§ WORK TO COMPLETE
The lines to return are those below that contain the word "haze".
════════
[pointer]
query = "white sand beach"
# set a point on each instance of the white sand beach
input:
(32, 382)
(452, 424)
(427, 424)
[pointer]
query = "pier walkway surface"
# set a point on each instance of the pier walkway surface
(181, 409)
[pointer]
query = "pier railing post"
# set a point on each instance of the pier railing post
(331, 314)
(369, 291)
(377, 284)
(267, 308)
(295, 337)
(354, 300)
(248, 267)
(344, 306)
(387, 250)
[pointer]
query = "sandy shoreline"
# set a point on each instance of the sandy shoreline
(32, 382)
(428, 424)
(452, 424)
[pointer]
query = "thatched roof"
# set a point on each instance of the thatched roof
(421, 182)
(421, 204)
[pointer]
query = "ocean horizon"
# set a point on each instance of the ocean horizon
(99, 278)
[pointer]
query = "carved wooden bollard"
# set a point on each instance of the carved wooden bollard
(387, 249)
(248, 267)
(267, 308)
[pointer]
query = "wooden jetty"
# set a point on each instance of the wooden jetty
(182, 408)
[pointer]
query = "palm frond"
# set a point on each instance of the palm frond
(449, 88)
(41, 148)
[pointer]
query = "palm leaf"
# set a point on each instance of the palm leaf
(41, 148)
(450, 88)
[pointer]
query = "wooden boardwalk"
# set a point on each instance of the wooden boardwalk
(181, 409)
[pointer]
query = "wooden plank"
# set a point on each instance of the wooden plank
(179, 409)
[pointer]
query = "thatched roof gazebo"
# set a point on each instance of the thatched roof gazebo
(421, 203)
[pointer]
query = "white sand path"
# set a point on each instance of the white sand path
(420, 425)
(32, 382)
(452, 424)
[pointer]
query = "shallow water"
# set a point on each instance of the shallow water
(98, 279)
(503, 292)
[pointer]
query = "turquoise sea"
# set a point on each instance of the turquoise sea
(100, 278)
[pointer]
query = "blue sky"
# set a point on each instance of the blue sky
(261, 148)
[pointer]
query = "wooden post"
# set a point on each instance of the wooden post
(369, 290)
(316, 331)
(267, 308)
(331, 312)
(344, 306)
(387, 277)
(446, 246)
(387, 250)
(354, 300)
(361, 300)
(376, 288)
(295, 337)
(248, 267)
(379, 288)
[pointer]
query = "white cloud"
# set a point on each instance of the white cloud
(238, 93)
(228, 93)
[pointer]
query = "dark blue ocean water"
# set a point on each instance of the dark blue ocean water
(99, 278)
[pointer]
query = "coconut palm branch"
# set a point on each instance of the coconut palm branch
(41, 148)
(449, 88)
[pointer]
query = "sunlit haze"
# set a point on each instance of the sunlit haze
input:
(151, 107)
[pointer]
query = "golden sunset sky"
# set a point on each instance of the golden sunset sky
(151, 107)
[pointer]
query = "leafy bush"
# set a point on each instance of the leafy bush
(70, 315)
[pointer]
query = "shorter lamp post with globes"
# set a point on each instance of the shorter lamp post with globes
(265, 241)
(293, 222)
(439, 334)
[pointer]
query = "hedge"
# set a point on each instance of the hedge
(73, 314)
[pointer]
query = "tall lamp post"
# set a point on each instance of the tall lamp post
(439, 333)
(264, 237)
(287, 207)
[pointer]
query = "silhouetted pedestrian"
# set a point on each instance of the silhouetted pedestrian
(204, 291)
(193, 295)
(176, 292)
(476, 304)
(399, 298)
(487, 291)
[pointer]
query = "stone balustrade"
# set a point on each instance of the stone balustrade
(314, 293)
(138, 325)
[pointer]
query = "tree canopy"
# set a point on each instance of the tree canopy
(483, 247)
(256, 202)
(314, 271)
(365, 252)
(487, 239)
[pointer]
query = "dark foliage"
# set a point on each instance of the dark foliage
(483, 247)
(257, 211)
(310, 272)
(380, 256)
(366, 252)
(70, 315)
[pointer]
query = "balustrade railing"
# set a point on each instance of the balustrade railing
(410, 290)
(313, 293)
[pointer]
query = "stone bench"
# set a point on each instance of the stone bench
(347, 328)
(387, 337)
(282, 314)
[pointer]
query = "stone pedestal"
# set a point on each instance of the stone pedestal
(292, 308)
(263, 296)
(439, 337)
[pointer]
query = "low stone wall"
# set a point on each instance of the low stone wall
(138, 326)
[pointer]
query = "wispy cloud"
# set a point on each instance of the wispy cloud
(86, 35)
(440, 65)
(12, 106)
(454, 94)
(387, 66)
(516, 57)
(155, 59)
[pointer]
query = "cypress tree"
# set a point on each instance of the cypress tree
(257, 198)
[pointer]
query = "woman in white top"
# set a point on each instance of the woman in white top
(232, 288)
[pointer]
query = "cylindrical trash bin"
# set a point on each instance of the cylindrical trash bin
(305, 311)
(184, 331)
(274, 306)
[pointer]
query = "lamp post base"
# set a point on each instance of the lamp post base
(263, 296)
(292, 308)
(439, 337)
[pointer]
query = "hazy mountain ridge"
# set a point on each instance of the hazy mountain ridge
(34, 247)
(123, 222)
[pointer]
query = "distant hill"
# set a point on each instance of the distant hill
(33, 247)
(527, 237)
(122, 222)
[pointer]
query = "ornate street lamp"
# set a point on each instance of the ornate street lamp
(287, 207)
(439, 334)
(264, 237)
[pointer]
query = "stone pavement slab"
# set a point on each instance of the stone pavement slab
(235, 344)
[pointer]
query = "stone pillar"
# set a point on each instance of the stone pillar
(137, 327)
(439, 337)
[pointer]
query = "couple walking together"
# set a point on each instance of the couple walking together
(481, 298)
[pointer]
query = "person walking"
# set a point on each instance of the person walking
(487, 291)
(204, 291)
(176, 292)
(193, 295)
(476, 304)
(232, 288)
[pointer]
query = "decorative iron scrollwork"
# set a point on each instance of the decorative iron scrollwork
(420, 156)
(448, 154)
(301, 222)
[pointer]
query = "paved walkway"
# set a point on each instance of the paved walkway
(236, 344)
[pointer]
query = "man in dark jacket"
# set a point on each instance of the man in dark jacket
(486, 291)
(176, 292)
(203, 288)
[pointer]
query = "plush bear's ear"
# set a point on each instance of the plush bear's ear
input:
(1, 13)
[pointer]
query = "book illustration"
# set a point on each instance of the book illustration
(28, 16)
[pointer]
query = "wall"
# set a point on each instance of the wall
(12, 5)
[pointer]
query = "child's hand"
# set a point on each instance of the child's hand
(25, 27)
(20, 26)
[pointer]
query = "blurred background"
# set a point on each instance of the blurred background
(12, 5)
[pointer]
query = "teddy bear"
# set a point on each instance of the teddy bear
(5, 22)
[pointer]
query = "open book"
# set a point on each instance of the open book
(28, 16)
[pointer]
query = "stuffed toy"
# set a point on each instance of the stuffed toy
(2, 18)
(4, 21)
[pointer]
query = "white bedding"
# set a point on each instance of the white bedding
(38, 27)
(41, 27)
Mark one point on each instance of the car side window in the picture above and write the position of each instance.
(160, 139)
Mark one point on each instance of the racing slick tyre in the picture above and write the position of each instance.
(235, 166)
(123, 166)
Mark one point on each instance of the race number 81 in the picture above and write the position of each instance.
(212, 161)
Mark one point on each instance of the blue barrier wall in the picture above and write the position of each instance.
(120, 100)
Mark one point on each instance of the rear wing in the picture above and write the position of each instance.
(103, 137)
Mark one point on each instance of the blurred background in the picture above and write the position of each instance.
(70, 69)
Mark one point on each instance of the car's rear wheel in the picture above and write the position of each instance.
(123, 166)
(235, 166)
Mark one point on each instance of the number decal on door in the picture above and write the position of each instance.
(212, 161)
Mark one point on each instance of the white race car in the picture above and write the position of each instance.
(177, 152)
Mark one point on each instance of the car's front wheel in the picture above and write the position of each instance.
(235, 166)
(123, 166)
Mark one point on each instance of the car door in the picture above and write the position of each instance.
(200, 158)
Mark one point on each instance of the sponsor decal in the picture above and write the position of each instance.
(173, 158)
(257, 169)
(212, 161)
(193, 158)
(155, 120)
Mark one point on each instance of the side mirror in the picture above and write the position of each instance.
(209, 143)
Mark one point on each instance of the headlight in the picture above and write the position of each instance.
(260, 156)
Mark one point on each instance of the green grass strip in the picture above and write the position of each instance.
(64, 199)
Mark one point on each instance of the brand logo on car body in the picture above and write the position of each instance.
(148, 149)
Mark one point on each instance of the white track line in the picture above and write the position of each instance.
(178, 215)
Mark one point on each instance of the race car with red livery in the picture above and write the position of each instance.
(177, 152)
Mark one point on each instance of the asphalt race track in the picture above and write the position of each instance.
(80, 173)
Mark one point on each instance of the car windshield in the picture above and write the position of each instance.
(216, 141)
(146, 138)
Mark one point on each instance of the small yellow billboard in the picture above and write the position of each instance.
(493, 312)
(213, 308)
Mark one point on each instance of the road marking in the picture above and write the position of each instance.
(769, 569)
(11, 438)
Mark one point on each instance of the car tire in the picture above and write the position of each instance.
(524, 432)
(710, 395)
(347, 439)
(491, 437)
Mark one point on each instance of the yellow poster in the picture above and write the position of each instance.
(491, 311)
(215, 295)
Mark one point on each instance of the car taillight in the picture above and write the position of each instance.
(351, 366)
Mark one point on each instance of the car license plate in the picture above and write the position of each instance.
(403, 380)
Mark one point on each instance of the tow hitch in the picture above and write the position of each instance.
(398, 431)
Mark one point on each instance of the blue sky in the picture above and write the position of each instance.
════════
§ SOLUTION TO THIS PROBLEM
query = "sunlit haze"
# set a point on each instance of the sunlit haze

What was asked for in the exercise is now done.